Требование a. Воспроизведите все записи, приведенные ниже после текста, поменяв «even-odd» на «nonzero» и больше ничего не меняя. Изображения в ответ не включайте.

Фрагмент документа.
^^^^^^^^^^^^^^^^

10 лет, 8 лет, 5 лет! Что это значит? Почему десять? Почему восемь? А у кого пять? Все было так ошеломляюще неожиданно, что никто не испугался. Наоборот, эти сроки казались настолько НЕРЕАЛЬНЫМИ, что вызывали только СМЕХ! Тебе сколько? Вам сколько? – слышалось со всех сторон по выходе из кабинета... Только 5! Ну, это же слишком МАЛО! 10 лет – это еще звучит внушительно! Неужели ДЕСЯТЬ ЛЕТ?! Как смешно!

Да, я могла смеяться. Меня не обидели. Постановлением Особого Совещания я была осуждена «за переход на сторону врага» к отбытию наказания в исправительно-трудовых лагерях сроком на 10 лет!

^^^^^^^^^^^^^^^^

Входные данные.
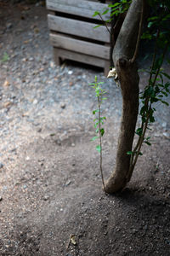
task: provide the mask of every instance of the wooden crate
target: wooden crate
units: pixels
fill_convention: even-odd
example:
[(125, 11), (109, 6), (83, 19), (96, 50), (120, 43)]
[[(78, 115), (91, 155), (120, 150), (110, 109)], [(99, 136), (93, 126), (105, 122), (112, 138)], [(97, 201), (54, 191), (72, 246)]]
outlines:
[[(110, 36), (105, 26), (94, 29), (101, 20), (93, 15), (108, 4), (95, 0), (47, 0), (46, 3), (56, 64), (65, 59), (73, 60), (103, 67), (107, 74), (110, 66)], [(109, 15), (102, 17), (106, 20)]]

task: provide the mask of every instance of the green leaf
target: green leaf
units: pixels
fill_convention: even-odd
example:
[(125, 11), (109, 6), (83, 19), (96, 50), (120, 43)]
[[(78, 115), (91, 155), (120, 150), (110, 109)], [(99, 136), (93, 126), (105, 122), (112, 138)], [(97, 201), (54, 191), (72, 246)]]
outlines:
[(162, 72), (162, 73), (166, 78), (167, 78), (168, 79), (170, 79), (170, 75), (168, 75), (167, 73)]
[(102, 25), (97, 25), (97, 26), (94, 26), (94, 28), (95, 29), (95, 28), (99, 27), (99, 26), (102, 26)]
[(99, 12), (95, 11), (95, 12), (94, 13), (94, 15), (93, 15), (93, 17), (95, 17), (95, 16), (97, 16), (97, 15), (99, 15)]
[(169, 106), (169, 103), (167, 103), (167, 102), (164, 102), (164, 101), (161, 101), (162, 102), (162, 103), (163, 103), (163, 104), (165, 104), (166, 106)]
[(101, 148), (99, 145), (96, 146), (96, 150), (100, 153), (101, 152)]
[(100, 134), (101, 134), (102, 137), (104, 136), (104, 134), (105, 134), (105, 129), (104, 128), (100, 129)]
[(127, 154), (133, 154), (133, 151), (128, 151), (128, 152), (127, 152)]
[(91, 141), (94, 142), (98, 138), (99, 138), (99, 136), (94, 136), (93, 138), (91, 138)]
[(95, 110), (93, 110), (93, 114), (95, 114), (97, 112), (99, 112), (99, 109), (95, 109)]
[(106, 15), (108, 12), (109, 12), (109, 9), (106, 9), (102, 13), (102, 15)]
[(151, 146), (151, 143), (149, 143), (148, 141), (144, 141), (144, 143), (146, 143), (148, 146)]
[(138, 134), (139, 136), (141, 136), (142, 135), (142, 131), (143, 131), (142, 128), (138, 128), (136, 130), (136, 134)]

^^^^^^^^^^^^^^^^

Требование b. Перепишите без изменений отрывок из текста о вынесенных сроках: от слов «10 лет, 8 лет, 5» до слов «ЛЕТ?! Как смешно!» включительно.

Полный ответ a.
task: provide the mask of every instance of the wooden crate
target: wooden crate
units: pixels
fill_convention: nonzero
example:
[(125, 11), (109, 6), (83, 19), (96, 50), (120, 43)]
[[(78, 115), (91, 155), (120, 150), (110, 109)], [(99, 136), (93, 126), (105, 122), (112, 138)], [(97, 201), (54, 191), (72, 246)]]
outlines:
[[(110, 36), (105, 26), (94, 29), (101, 20), (93, 15), (108, 4), (95, 0), (47, 0), (46, 3), (56, 64), (65, 59), (73, 60), (103, 67), (107, 74), (110, 66)], [(109, 15), (102, 17), (106, 20)]]

task: provide the mask of every instance of the green leaf
target: green leaf
units: pixels
fill_convention: nonzero
example:
[(125, 11), (109, 6), (83, 19), (96, 50), (120, 43)]
[[(78, 115), (91, 155), (120, 150), (110, 109)], [(99, 136), (93, 126), (105, 122), (112, 138)], [(97, 201), (54, 191), (72, 246)]]
outlines:
[(162, 72), (162, 73), (166, 78), (167, 78), (168, 79), (170, 79), (170, 75), (168, 75), (167, 73)]
[(102, 25), (97, 25), (97, 26), (94, 26), (94, 28), (95, 29), (95, 28), (99, 27), (99, 26), (102, 26)]
[(99, 12), (95, 11), (95, 12), (94, 13), (94, 15), (93, 15), (93, 17), (95, 17), (95, 16), (97, 16), (97, 15), (99, 15)]
[(169, 106), (169, 103), (167, 103), (167, 102), (164, 102), (164, 101), (161, 101), (162, 102), (162, 103), (163, 103), (163, 104), (165, 104), (166, 106)]
[(101, 148), (99, 145), (96, 146), (96, 150), (100, 153), (101, 152)]
[(100, 134), (101, 134), (102, 137), (104, 136), (104, 134), (105, 134), (105, 129), (104, 128), (100, 129)]
[(127, 154), (133, 154), (133, 151), (128, 151), (128, 152), (127, 152)]
[(91, 141), (94, 142), (98, 138), (99, 138), (99, 136), (94, 136), (93, 138), (91, 138)]
[(95, 110), (93, 110), (93, 114), (95, 114), (97, 112), (99, 112), (99, 109), (95, 109)]
[(106, 15), (108, 12), (109, 12), (109, 9), (106, 9), (102, 13), (102, 15)]
[(151, 146), (151, 143), (149, 143), (148, 141), (144, 141), (144, 143), (146, 143), (148, 146)]
[(138, 134), (139, 136), (141, 136), (142, 135), (142, 131), (143, 131), (142, 128), (138, 128), (136, 130), (136, 134)]

Полный ответ b.
10 лет, 8 лет, 5 лет! Что это значит? Почему десять? Почему восемь? А у кого пять? Все было так ошеломляюще неожиданно, что никто не испугался. Наоборот, эти сроки казались настолько НЕРЕАЛЬНЫМИ, что вызывали только СМЕХ! Тебе сколько? Вам сколько? – слышалось со всех сторон по выходе из кабинета... Только 5! Ну, это же слишком МАЛО! 10 лет – это еще звучит внушительно! Неужели ДЕСЯТЬ ЛЕТ?! Как смешно!